**Prompt**
Transcribe the material in full, exactly as written.

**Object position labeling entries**

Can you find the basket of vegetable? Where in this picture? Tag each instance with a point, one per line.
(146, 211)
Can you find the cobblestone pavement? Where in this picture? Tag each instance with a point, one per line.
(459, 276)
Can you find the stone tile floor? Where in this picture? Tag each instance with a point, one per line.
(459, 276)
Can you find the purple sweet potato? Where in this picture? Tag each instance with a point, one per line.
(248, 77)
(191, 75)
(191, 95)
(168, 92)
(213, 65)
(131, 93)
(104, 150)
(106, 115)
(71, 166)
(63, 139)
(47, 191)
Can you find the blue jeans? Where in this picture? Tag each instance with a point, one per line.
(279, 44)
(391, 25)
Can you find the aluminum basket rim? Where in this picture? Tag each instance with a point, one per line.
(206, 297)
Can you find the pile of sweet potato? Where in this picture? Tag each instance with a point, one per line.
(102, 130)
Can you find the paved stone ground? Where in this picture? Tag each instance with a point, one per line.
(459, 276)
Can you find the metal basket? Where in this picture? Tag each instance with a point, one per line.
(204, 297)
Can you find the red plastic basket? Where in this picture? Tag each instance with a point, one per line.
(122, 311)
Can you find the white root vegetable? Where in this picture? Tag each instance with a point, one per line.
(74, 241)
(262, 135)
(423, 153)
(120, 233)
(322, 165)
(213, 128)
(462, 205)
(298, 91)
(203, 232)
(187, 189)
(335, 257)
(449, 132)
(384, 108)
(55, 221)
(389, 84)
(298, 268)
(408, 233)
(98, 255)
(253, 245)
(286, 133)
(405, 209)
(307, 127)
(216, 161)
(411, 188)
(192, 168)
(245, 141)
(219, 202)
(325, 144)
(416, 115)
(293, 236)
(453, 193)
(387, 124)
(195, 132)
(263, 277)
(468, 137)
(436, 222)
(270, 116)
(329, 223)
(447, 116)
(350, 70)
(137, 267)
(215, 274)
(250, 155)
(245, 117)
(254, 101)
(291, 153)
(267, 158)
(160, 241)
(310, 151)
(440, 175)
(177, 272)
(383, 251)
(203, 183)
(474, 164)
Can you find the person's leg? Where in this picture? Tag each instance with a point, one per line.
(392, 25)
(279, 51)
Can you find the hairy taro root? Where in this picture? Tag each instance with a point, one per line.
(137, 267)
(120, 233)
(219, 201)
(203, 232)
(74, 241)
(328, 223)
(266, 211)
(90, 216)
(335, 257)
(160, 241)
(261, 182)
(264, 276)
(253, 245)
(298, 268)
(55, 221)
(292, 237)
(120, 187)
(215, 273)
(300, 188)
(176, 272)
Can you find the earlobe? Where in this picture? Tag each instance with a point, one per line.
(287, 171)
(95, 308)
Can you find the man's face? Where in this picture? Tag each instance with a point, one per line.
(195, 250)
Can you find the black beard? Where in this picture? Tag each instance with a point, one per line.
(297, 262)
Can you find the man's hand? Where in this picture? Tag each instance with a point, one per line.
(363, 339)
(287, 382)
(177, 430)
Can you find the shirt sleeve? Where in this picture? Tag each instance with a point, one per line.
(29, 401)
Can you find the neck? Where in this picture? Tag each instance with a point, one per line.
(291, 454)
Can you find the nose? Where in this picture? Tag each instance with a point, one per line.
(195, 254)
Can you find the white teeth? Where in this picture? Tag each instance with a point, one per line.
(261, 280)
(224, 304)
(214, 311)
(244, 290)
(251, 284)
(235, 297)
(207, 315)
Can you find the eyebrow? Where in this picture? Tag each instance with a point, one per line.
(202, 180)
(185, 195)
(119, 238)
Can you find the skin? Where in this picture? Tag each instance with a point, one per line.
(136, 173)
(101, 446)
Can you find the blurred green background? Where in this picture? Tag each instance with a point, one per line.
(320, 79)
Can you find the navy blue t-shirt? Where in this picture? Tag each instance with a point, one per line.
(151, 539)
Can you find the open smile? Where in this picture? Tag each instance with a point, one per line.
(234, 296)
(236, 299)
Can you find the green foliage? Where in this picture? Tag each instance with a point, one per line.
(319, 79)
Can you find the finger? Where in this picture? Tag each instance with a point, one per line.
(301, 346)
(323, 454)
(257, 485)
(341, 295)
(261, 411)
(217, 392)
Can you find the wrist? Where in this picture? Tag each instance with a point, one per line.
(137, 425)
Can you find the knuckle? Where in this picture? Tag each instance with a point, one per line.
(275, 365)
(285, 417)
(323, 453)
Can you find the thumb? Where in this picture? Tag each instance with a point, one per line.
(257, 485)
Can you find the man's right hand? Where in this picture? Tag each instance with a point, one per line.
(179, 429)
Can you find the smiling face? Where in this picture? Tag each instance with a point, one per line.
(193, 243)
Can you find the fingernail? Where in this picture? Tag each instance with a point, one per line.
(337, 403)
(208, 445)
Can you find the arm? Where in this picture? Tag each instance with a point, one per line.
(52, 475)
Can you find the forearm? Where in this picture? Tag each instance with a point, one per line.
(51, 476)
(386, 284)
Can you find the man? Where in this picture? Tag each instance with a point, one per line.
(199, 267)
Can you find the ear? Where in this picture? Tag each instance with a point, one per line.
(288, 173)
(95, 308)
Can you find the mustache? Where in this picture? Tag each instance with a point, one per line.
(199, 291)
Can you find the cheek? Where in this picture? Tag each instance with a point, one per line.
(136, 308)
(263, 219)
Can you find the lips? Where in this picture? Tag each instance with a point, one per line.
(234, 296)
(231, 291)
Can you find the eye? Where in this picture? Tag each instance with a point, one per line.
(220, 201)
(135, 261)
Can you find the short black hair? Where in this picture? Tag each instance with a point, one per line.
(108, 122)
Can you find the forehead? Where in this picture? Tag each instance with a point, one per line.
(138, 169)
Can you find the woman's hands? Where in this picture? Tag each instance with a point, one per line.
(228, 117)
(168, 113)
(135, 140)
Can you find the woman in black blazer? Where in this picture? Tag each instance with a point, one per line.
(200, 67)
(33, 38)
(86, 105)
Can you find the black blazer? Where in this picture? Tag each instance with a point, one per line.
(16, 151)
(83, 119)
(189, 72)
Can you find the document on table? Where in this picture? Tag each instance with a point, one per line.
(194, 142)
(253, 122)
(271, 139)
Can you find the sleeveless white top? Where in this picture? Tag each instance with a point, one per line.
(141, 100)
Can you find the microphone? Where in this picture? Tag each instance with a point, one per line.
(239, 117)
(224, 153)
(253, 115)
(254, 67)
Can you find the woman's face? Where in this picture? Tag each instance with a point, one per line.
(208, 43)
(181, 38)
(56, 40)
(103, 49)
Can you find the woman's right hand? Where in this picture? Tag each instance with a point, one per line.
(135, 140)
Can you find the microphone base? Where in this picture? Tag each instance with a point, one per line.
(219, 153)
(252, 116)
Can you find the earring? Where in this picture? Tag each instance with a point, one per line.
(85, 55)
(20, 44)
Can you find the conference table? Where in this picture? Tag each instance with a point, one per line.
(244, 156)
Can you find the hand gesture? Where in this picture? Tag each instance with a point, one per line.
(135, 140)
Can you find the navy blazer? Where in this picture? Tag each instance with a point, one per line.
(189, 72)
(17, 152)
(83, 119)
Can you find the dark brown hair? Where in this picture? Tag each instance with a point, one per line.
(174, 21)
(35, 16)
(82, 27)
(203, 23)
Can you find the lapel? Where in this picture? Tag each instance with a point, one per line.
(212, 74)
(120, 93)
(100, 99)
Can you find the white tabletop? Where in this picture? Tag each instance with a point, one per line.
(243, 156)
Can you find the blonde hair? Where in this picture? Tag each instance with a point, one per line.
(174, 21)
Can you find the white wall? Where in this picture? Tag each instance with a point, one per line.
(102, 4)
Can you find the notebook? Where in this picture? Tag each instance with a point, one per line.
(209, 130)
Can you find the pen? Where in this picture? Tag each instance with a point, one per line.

**Result of the task**
Can you find the basket of vegetable? Where in this picture? Tag each instance with a point, one per line.
(146, 211)
Can you find the cobblestone pavement? Where in this picture? Tag each instance with a point, one per line.
(459, 276)
Can you find the stone tile floor? Where in this picture? Tag each instance with a point, one per line.
(459, 276)
Can you find the purple sweet potato? Where in this picture? Tag each instance with a point, one per line.
(248, 77)
(191, 75)
(191, 95)
(168, 92)
(213, 65)
(131, 93)
(104, 150)
(106, 115)
(71, 166)
(63, 139)
(47, 191)
Can you find the blue jeans? Where in this picture? Tag each instance with a point, one per line.
(279, 44)
(391, 25)
Can you find the aluminum basket rim? Where in this picture? Tag each instance with a point, one per line.
(206, 297)
Can you find the pile of sweet potato? Where in this picture? Tag each instance with a point, one per line.
(102, 130)
Can you find the paved stone ground? Where in this picture? Tag each instance with a point, one per line.
(459, 276)
Can you find the metal basket? Where in this picture? Tag each instance with a point, one per line.
(204, 297)
Can you find the red plastic basket? Where in this picture? Tag each instance with a point, one per line.
(122, 311)
Can you find the white root vegetable? Where in this picture? Tag each instance with a point, one per line.
(74, 241)
(262, 135)
(423, 153)
(120, 233)
(322, 165)
(213, 128)
(462, 205)
(298, 91)
(203, 232)
(187, 189)
(335, 257)
(449, 132)
(384, 108)
(55, 221)
(389, 84)
(298, 268)
(408, 233)
(98, 255)
(253, 245)
(286, 133)
(405, 209)
(307, 127)
(216, 161)
(411, 188)
(192, 168)
(245, 141)
(219, 202)
(325, 144)
(416, 115)
(293, 236)
(453, 193)
(387, 124)
(195, 132)
(263, 277)
(468, 137)
(436, 222)
(270, 116)
(329, 223)
(447, 116)
(350, 70)
(137, 267)
(215, 274)
(250, 155)
(245, 117)
(254, 101)
(291, 153)
(267, 158)
(160, 241)
(310, 151)
(440, 175)
(177, 272)
(383, 251)
(203, 183)
(474, 164)
Can you find the person's leg? Where in this picture? Tag each instance with a point, one per line.
(392, 25)
(279, 51)
Can you find the hairy taro root? Where in this picture? Tag each instance with a point, one per line.
(137, 267)
(120, 233)
(219, 201)
(203, 232)
(74, 241)
(328, 223)
(266, 211)
(90, 216)
(335, 257)
(160, 241)
(261, 182)
(264, 276)
(253, 245)
(298, 268)
(55, 221)
(292, 237)
(120, 187)
(215, 273)
(300, 188)
(176, 272)
Can you find the earlobe? Where in this picture? Tag each instance with a point, one per line.
(287, 171)
(95, 308)
Can you find the man's face? Where in this picture? Tag each instance with a point, one per line.
(195, 250)
Can you find the black beard? Where in this picture? Tag each instance with a point, one per line.
(297, 262)
Can you find the man's hand? Where in this picture? Tag each instance with a point, one per line.
(363, 339)
(287, 382)
(177, 430)
Can you find the shirt sleeve? Where in this picture? Tag each instance with a point, one per line.
(29, 401)
Can you find the neck? Where in this picture? Tag each instance with a point, one per line.
(291, 454)
Can you find the nose? Where in this picture? Tag each instance with a point, one per line.
(195, 254)
Can you find the white teeth? Where in this picture? Tag each instance with a point, one per line.
(261, 280)
(224, 304)
(214, 311)
(244, 290)
(251, 284)
(235, 297)
(207, 315)
Can you find the eyebrow? Where in this picture? Tag each instance with a point, one per line.
(202, 180)
(185, 195)
(119, 238)
Can you find the skin? Where in this picture? Tag each instance with a point, one per line.
(136, 173)
(101, 446)
Can you find the blurred green background? Where in this picture? Tag each instance with a point, one per line.
(320, 79)
Can you find the navy blue t-shirt? Where in this picture? Tag each instance with a point, one per line.
(151, 539)
Can you find the open smile? Where in this picture? Tag each instance with a point, one per line.
(234, 296)
(236, 299)
Can you find the green foliage? Where in this picture? Tag each instance with a point, one per line.
(319, 79)
Can you find the finger? Where in this picture? Tag each instance with a point, one per line.
(301, 346)
(323, 454)
(257, 485)
(341, 295)
(261, 411)
(217, 392)
Can you find the wrist? Where in this picture? Tag each instance with a point, one per line.
(137, 425)
Can you find the knuckle? Where in this picture? Tag each instance with a point, one per line.
(275, 365)
(285, 417)
(323, 453)
Can you find the thumb? Where in this picture? Tag each instance with a point, one per line.
(257, 485)
Can you find the man's right hand? Where in this picture? Tag each instance with a point, one per line.
(179, 429)
Can you find the smiling face? Where in this picture? Tag each instance with a point, one per line.
(193, 243)
Can you find the fingernail? Where in this picture? Tag each instance with a point, one per line.
(337, 403)
(208, 445)
Can you find the arm? Where in this picture? Tag each instance with a point, one per line.
(52, 475)
Can you find the forearm? Where in this picture? Tag each instance with a point, one per line.
(51, 476)
(386, 284)
Can you find the man? Where in this picture? Tag each instance with a point, one per line.
(199, 267)
Can you find the ear? Where in this picture? Tag each instance with a point, one per line.
(288, 173)
(95, 308)
Can you find the mustache? Where in this picture? Tag each instance with a point, one per line.
(199, 291)
Can you find the cheek? Where in this picture? Tag each instance with a point, one per line.
(136, 308)
(263, 219)
Can you find the lips? Where in this picture? Tag each instance with a point, one per line.
(234, 296)
(231, 291)
Can you find the eye? Where in this picture? Tag each instance with a point, one per line.
(220, 201)
(135, 261)
Can you find the short black hair? Where in this picture? Tag each instance with a point, one per line.
(108, 122)
Can you find the forehead? Where in this picture? Tag each instance with a point, one per line.
(138, 169)
Can you find the woman's hands? Where in this picture? Tag each instance with a point, one per line.
(228, 117)
(168, 113)
(135, 140)
Can you find the woman in black blazer? Where in this picture? Tag each instance with a point, one per line.
(200, 67)
(33, 38)
(86, 105)
Can you find the black blazer? Where in this picture? Tag each instance with a point, one per line.
(16, 151)
(83, 119)
(189, 72)
Can you find the document on table? Where in this picture? Tag each instance with a point, one per line.
(194, 142)
(253, 122)
(271, 139)
Can you find the sleeveless white top? Where in this picture? Tag each instance with a point, one per line.
(141, 100)
Can you find the microphone? Where in this picture? Tag each instance with a point, one per line.
(239, 117)
(224, 153)
(253, 115)
(254, 67)
Can you find the woman's face? Where in this picture? Tag each instance with a point, one per line.
(208, 43)
(181, 38)
(56, 40)
(103, 49)
Can you find the woman's right hand? Where in this picture? Tag each instance with a point, one per line.
(135, 140)
Can you find the microphone base? Where in this picture? Tag each instance with a point, one per line.
(219, 153)
(252, 116)
Can you find the earring? Where in this picture? Tag each instance with a point, one per line.
(85, 55)
(20, 44)
Can you find the conference table? Where in this picture? Tag each instance with a point, one per line.
(244, 156)
Can you find the hand gesture? Where in this picture? Tag each instance with a point, one per line.
(135, 140)
Can you find the navy blazer? Where in this picture? Tag each instance with a point, one per line.
(189, 72)
(17, 152)
(83, 119)
Can you find the dark brown hair? Where in this picture? Tag each instance with a point, one per line.
(174, 21)
(35, 16)
(82, 27)
(203, 23)
Can you find the lapel? Where in this picture? Tag each instance with a point, one per line.
(212, 74)
(120, 93)
(100, 99)
Can you find the white tabletop? Where in this picture? Tag each instance with a point, one per line.
(243, 156)
Can you find the blonde hair? Where in this picture? Tag each instance with a point, one per line.
(174, 21)
Can you find the white wall? Where in this picture? Tag each instance with a point, one per line.
(102, 4)
Can you find the notebook? Where in this picture? Tag each instance with a point, one per line.
(209, 130)
Can you find the pen? Where in this picture? Tag each instance with a point, one per line.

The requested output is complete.